Problem statement =>
Without any pictures, copy the records below once more, exactly as they are.

Record excerpts =>
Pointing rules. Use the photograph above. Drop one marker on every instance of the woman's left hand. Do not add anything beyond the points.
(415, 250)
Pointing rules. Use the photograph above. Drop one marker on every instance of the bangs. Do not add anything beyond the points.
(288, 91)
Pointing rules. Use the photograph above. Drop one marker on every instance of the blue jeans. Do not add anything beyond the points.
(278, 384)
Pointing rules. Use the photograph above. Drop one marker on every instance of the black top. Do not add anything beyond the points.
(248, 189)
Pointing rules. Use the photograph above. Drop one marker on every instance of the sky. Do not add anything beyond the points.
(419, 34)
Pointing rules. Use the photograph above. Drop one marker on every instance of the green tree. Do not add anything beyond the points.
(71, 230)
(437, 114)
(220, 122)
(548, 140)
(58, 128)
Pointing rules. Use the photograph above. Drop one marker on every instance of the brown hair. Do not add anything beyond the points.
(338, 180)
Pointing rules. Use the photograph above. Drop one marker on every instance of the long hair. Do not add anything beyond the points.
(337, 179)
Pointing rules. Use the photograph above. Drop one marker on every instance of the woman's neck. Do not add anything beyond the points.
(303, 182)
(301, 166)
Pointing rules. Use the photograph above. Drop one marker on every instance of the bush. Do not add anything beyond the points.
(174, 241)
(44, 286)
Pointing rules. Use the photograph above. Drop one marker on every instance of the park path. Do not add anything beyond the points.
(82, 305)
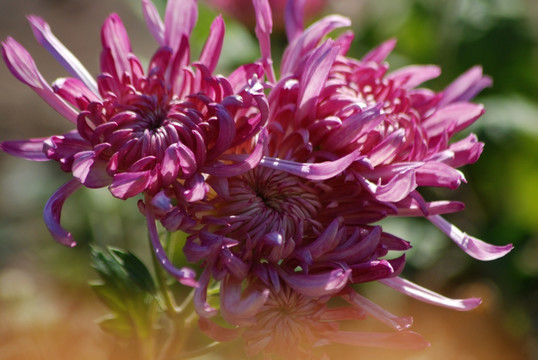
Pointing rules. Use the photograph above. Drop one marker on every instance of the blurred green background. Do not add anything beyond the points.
(46, 307)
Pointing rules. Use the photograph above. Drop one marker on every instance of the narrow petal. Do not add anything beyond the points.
(294, 19)
(129, 184)
(418, 292)
(184, 275)
(23, 67)
(239, 307)
(314, 76)
(46, 38)
(376, 311)
(317, 285)
(31, 149)
(465, 87)
(414, 75)
(211, 52)
(114, 38)
(472, 246)
(53, 212)
(313, 171)
(153, 21)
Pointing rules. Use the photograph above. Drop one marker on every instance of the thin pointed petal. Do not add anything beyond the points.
(53, 211)
(472, 246)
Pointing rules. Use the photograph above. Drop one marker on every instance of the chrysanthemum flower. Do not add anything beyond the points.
(143, 132)
(348, 145)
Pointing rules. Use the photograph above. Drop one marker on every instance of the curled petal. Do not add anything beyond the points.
(23, 67)
(472, 246)
(239, 307)
(184, 275)
(313, 171)
(418, 292)
(465, 87)
(376, 311)
(317, 285)
(53, 210)
(31, 149)
(153, 21)
(129, 184)
(69, 61)
(213, 45)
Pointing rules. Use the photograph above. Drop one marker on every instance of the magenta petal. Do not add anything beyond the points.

Task response =>
Pointing rules. Use the photograph above. Drop one marker on every instance of the woman's left hand. Do not add anything beyond the points.
(415, 250)
Pointing rules. Use the photograph above. Drop one marker on every instance of the bangs. Do not add anything beyond the points.
(288, 91)
Pointing rules. Use the photograph above. Drop one marker on every instance of the blue jeans. Do not add anything beyond the points.
(278, 384)
Pointing rules. Use the photograph above. Drop one marker on every instance of the black top. Do not add anything beyond the points.
(248, 189)
Pointing rules. Use the photograph above. Drop one marker on every instance of the sky. Do not add anything beyond the points.
(419, 34)
Pointing rules. Use the photograph above. Drop one marker on every instance of the green tree. Do not add anything beyond the points.
(71, 230)
(437, 114)
(220, 122)
(548, 140)
(58, 128)
Pointing rules. Use the photograph above. Drop one marker on every instance of the brown hair. Do not add anything beyond the points.
(338, 180)
Pointing rules. Use the photograph above. Drop one marker on every instance of the long hair. Do not add anything beyond the points.
(337, 179)
Pointing rules. Use the photograph above. Drop one marker on every instance of the woman's neck. Do not add anything beyond the points.
(303, 182)
(301, 166)
Pointing rules. Use the photograph above. Drop one marker on every instance of the bush. Do not add anything beyond the points.
(174, 241)
(44, 286)
Pointing rules. Use the photograph above. Drop one marker on every instance of the park path. Do not add anything beyond the points.
(82, 305)
Pointing rules. Use the photograph above. Drop one marker on every instance of the blurred green background. Do not add anything beyond the points.
(46, 307)
Pointing rules. Use the photograph above. Drop one marker on every instance of the narrow petal. Do not add anything beyond the points.
(294, 19)
(129, 184)
(418, 292)
(184, 275)
(23, 67)
(239, 307)
(314, 76)
(46, 38)
(376, 311)
(317, 285)
(31, 149)
(465, 87)
(414, 75)
(211, 52)
(114, 38)
(472, 246)
(53, 212)
(313, 171)
(153, 21)
Pointing rules. Use the photograph above. Drop one marker on every instance of the thin pointed petal. Do not add anything beyond the points.
(53, 211)
(472, 246)
Pointing rules. Use the photograph above. Drop one marker on every instance of the chrysanthemum flower. Do not add anything beyond the points.
(143, 132)
(348, 145)
Pointing rules. Use the photograph above. Drop one marker on every instance of the curled petal. Do not add anything beyond the points.
(23, 67)
(472, 246)
(239, 307)
(184, 275)
(313, 171)
(418, 292)
(465, 87)
(376, 311)
(317, 285)
(53, 210)
(31, 149)
(153, 21)
(129, 184)
(69, 61)
(213, 45)
Pointing rules. Use the photograph above. Drop one marker on every instance of the magenta petal. Do not add anything beyond the points.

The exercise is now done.